<<<<

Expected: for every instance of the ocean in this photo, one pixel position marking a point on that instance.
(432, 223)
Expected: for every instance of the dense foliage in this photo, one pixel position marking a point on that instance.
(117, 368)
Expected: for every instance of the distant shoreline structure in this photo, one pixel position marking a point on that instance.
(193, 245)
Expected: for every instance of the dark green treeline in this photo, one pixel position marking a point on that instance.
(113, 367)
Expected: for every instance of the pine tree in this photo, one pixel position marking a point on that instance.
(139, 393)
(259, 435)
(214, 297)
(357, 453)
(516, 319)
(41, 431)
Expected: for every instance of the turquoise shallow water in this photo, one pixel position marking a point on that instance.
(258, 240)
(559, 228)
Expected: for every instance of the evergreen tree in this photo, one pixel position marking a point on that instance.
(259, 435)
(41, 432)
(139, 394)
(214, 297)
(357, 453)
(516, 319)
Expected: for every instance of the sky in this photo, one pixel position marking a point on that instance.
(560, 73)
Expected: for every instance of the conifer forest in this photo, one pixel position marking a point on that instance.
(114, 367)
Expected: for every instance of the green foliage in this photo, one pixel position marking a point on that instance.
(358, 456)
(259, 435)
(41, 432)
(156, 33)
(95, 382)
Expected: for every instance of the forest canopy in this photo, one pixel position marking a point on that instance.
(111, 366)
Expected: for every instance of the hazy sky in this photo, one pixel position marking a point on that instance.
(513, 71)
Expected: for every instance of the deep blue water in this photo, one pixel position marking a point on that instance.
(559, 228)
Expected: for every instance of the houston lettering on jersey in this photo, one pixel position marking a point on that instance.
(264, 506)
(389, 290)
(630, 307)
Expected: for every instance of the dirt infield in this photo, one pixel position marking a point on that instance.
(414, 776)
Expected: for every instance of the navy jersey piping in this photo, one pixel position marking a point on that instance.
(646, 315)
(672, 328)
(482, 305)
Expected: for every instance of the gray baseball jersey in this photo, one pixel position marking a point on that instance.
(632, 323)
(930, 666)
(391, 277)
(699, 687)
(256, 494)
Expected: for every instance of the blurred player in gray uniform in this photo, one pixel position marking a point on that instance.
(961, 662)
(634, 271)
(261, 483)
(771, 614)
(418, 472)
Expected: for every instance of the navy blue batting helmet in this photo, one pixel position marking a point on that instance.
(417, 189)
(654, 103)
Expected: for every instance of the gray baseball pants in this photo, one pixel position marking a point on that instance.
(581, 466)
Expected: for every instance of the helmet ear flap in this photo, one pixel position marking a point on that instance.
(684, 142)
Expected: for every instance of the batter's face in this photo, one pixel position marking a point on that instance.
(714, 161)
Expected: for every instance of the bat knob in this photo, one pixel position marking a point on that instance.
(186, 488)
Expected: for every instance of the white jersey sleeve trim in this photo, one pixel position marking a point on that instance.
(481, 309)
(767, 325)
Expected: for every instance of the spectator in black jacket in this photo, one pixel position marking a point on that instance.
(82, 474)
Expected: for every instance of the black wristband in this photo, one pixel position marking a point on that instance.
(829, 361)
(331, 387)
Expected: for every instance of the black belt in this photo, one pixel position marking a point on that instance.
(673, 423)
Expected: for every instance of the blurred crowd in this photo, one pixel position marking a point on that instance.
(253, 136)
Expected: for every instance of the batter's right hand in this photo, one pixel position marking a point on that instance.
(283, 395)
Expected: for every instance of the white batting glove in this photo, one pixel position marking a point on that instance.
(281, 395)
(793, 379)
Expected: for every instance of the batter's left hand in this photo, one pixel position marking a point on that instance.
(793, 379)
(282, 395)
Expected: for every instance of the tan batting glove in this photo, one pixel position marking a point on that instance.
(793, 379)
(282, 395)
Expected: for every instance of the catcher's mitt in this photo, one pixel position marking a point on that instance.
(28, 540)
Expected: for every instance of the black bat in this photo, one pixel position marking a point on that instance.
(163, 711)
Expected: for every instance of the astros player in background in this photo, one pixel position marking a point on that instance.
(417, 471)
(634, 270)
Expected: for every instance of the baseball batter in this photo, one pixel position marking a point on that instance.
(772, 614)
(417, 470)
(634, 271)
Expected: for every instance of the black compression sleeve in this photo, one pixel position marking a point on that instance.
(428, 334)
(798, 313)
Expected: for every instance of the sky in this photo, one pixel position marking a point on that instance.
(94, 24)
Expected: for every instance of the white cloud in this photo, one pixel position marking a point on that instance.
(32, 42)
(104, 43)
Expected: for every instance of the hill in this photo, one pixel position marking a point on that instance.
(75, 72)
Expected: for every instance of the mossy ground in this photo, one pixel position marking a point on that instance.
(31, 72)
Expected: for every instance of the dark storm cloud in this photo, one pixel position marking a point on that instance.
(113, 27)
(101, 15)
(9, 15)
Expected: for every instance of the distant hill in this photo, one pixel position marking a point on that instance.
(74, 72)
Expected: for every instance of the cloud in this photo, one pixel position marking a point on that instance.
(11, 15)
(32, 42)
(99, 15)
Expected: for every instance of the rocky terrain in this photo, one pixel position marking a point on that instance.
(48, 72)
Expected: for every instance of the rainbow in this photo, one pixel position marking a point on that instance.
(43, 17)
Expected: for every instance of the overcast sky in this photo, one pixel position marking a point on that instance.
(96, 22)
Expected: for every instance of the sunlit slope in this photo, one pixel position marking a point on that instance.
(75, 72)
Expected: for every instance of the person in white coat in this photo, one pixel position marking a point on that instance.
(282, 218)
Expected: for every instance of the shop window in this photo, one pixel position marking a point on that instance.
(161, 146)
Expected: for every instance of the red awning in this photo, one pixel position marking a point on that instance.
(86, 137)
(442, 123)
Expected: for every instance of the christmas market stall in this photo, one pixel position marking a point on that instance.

>>>>

▶ _Exercise_:
Write out only the final block of lines, starting at the line with "Expected: for every instance of the rainbow" and running to the end of the material.

▶ _Exercise solution_:
Expected: for every instance of the rainbow in this photo, one pixel position marking a point on that instance.
(43, 17)
Expected: for every instance of the overcast sky in this photo, one pixel position marking a point on that instance.
(96, 22)
Expected: for every instance of the sunlit slope in this photo, one pixel position marking a point on that instance.
(75, 72)
Expected: for every instance of the person in white coat in this photo, one pixel position marking a point on that instance.
(282, 218)
Expected: for every instance of the shop window in this photo, one pixel position marking a point on that instance.
(161, 146)
Expected: for every instance of the red awning in this photo, one pixel position marking a point on that instance.
(86, 137)
(442, 123)
Expected: for every instance of the christmas market stall in this photo, one pixel position marking a point on that instance.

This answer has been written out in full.